Problem details. Convert the rows below into a two-column CSV, one line per row, with columns named request and answer. Put each field in double quotes, replace any line breaks with spaces, and leave the pictures out.

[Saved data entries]

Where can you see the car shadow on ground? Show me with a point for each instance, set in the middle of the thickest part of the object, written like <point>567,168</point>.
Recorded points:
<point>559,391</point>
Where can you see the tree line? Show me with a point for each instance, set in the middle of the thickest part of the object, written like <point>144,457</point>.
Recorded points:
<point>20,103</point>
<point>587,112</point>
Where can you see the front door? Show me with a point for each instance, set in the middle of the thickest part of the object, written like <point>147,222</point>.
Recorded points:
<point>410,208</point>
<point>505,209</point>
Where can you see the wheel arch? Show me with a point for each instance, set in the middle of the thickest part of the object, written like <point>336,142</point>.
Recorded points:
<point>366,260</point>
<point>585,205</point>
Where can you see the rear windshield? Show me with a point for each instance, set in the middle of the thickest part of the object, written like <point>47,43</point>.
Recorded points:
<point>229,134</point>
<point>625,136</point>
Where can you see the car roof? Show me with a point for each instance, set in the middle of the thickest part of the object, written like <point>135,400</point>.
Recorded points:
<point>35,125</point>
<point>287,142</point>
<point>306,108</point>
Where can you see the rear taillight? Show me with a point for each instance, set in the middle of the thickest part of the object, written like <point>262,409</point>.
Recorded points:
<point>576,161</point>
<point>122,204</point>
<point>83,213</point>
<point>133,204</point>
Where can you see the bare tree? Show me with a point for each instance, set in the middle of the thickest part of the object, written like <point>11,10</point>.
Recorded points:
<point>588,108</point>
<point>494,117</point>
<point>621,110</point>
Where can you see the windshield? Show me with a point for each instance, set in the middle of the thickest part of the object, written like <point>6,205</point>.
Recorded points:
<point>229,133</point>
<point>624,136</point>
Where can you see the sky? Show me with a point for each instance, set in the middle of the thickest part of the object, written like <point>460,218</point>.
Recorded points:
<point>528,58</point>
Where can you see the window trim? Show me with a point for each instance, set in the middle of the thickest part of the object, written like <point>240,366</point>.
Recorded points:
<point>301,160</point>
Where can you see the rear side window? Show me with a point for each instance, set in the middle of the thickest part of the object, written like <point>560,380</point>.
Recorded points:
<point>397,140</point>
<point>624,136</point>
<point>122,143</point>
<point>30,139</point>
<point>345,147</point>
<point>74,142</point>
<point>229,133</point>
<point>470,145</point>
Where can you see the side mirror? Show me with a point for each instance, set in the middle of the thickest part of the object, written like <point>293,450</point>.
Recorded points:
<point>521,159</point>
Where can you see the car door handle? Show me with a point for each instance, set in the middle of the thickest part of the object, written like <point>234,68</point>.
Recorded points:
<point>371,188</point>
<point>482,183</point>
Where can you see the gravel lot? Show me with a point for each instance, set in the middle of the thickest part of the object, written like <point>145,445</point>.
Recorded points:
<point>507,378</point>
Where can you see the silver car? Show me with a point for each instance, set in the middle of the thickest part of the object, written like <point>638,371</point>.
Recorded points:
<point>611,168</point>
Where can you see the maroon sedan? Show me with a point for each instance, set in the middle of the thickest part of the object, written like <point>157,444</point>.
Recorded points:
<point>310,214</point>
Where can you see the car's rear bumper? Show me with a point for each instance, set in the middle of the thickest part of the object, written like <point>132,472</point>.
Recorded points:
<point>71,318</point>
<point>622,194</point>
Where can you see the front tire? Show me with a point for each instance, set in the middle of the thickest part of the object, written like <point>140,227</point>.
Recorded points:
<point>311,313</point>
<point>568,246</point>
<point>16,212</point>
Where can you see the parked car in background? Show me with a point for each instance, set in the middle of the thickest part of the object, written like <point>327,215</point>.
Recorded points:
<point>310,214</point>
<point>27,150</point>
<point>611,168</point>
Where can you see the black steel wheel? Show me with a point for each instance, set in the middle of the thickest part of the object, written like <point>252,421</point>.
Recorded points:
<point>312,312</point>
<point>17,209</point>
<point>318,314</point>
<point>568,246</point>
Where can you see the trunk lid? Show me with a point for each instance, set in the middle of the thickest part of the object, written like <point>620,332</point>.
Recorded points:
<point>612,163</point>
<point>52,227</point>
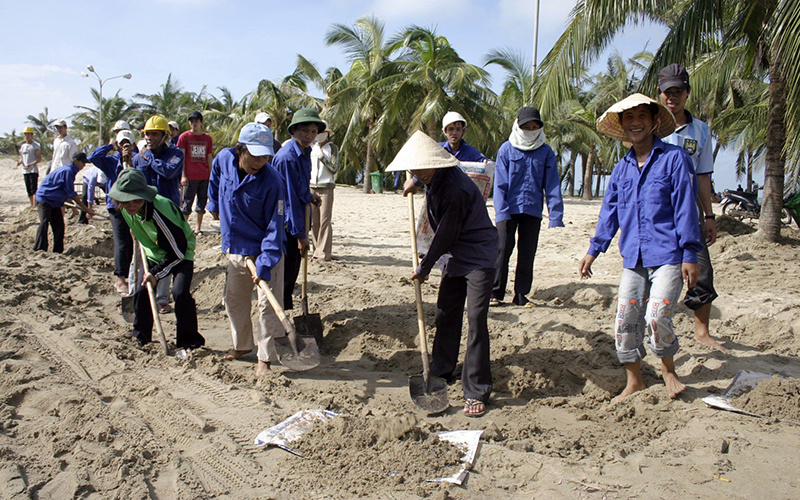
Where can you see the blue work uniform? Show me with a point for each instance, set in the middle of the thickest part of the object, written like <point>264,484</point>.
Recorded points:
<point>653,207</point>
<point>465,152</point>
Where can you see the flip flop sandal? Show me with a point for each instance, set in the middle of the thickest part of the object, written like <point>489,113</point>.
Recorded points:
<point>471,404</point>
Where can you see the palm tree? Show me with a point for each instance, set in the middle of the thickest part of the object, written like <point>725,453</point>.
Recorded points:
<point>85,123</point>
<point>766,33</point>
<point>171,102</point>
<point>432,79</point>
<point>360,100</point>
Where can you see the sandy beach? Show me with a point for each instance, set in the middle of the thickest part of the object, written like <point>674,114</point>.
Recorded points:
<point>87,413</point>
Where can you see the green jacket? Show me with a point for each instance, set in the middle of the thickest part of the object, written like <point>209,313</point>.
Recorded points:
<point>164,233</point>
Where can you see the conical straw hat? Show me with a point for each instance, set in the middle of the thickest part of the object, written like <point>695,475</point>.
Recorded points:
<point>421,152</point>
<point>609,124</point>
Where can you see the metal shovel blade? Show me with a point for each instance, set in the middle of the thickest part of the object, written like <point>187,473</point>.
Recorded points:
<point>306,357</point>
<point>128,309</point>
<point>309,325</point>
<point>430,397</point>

Solution to this exercise.
request,answer
"Where can you see the car shadow on ground? Show me with a point for each instance, set in the middle of the thickest part of the object, written like <point>567,168</point>. Recorded points:","<point>559,391</point>"
"Where can you see the tree line? Show me with a point for each instance, set in the middle of the thickest part of the object, written like <point>144,457</point>. Recorded points:","<point>20,103</point> <point>587,112</point>"
"Where can you see the front door? Show me with a point for each instance, set in the middle of the thickest part of the object, written like <point>147,222</point>. Recorded points:","<point>410,208</point> <point>505,209</point>"
"Where can you see the wheel arch? Show me with a point for each instance, set in the middle of the thickest part of the object, written like <point>336,142</point>. Recorded points:","<point>366,260</point> <point>585,205</point>"
"Where can you see the rear windshield? Show me with a point for each instance, set in the middle of the thickest part of the object, written like <point>47,43</point>. Recorded points:","<point>229,134</point> <point>625,136</point>"
"Where can you see the car roof? Show me with a point for each instance, set in the middle of the thickest part of the object, written like <point>135,400</point>. Recorded points:","<point>35,125</point> <point>287,142</point> <point>306,108</point>"
"Where can you see the rear taillight? Show me with a point for each instance, set in the middle of the thickest part of the object, written like <point>262,409</point>. Recorded points:","<point>576,161</point> <point>122,204</point> <point>83,213</point> <point>133,204</point>"
"Where can you see the bare tree? Show me with a point for each instance, set in the middle of the thickest part of the object, written like <point>11,10</point>. Recorded points:","<point>588,108</point> <point>494,117</point> <point>621,110</point>"
"Where can you see the windshield? Show me with a point for each instance, set in the middle of the thickest part of the object, written like <point>6,205</point>. Recorded points:","<point>229,133</point> <point>624,136</point>"
"Where can you see the sky? Show me with a point for each instance, set in the middle of the thickest part of the object, written like <point>460,218</point>. Recorded points:","<point>528,58</point>"
"Where can you see the window trim? Show me with a point for each instance, set in the middle of the thickest part of the object, written like <point>240,366</point>. Recorded points:","<point>301,160</point>"
"Where can you see the rear side window? Show me with a point for each instance, set in the middle of the thickest part of the object, written like <point>560,380</point>. Recorded points:","<point>397,140</point> <point>624,136</point> <point>122,143</point> <point>30,139</point> <point>345,147</point> <point>74,142</point> <point>229,133</point> <point>470,145</point>"
"Where can you see the side mirror? Show me with a point for each instance, set in the middle of the thickest part of the object, written like <point>293,450</point>. Recorded points:","<point>521,159</point>"
"Where can you see the car door handle? Show me with a point for each instance, set in the middle of the thickest part of the object, written like <point>234,68</point>. Recorded points:","<point>371,188</point> <point>482,183</point>"
"Where can you see the gravel lot? Show me with a point for each instance, set in the middle of the thickest part of the object, written like <point>145,445</point>. Recorded points:","<point>507,378</point>"
"Where can you see the silver car? Show me with a point for each instance, set in the middle of the thickest part of the object, written like <point>638,371</point>. Recorded points:","<point>611,168</point>"
"Where can you see the maroon sedan? Show me with a point for each instance, set in the middle of the thickest part of the object, written like <point>157,444</point>. Recorded points:","<point>310,214</point>"
"Where can you see the car's rear bumper? Show me with a point for each instance, set in the middle of the thickest part of the object, written like <point>132,472</point>. Recorded points:","<point>71,318</point> <point>622,194</point>"
"Where can you see the front tire? Show me with a point for each instance, set in the middle of the thickest part of the object, written like <point>140,227</point>. Recorded points:","<point>311,313</point> <point>568,246</point> <point>16,212</point>"
"Where can you see the parked car in background? Show me with a point for each instance, set in the middle of the thickest part of the object, written like <point>327,215</point>. Recorded points:","<point>310,214</point> <point>27,150</point> <point>611,168</point>"
"Where can you see the black steel wheel? Show me with a point for each instance, set in the middle of the thickest part of the object, written like <point>252,421</point>. Recorded points:","<point>312,312</point> <point>17,209</point> <point>318,314</point> <point>568,246</point>"
"Where can you see the trunk lid? Show me with a point for each instance, set in the middle of the thickest part of the object, written like <point>620,332</point>. Recorded points:","<point>612,163</point> <point>52,227</point>"
"Where can you see the blue work uniform? Show me with a point for each instance, set in the middle of the thickest part of the object, written like <point>264,484</point>. Recorded points:","<point>653,207</point> <point>465,152</point>"
"Where can you see the flip flop sandal? Show me with a point for each instance, set in the middle of the thickest part of the object, written like <point>489,113</point>. Recorded points:","<point>471,404</point>"
"Where can you see the palm tree? Show me with a point for each instance, set in the middle of the thickest part of the object, written like <point>725,453</point>. Recorded points:","<point>85,123</point> <point>766,33</point> <point>171,102</point> <point>432,79</point> <point>360,100</point>"
"Where can you see the sandy beach? Show me with a point for each instance, set in the middle of the thickest part of the object, written like <point>674,114</point>. Recorded points:","<point>87,413</point>"
"Where can you see the green jacket? Show me with a point for each instance, set in the middle of the thickest part of the object, written like <point>209,313</point>. Recorded points:","<point>164,233</point>"
"Where can you see the conical straw hat? Show me with a point for each instance, set in the middle of the thickest part of the object, written like <point>695,475</point>. Recorded points:","<point>421,152</point> <point>609,124</point>"
"Where can you see the metal shovel blade? Show me with a point for each instance, set in the middle of the thickest part of the object, written like <point>187,473</point>. Recorded points:","<point>306,357</point> <point>128,309</point> <point>309,325</point> <point>430,397</point>"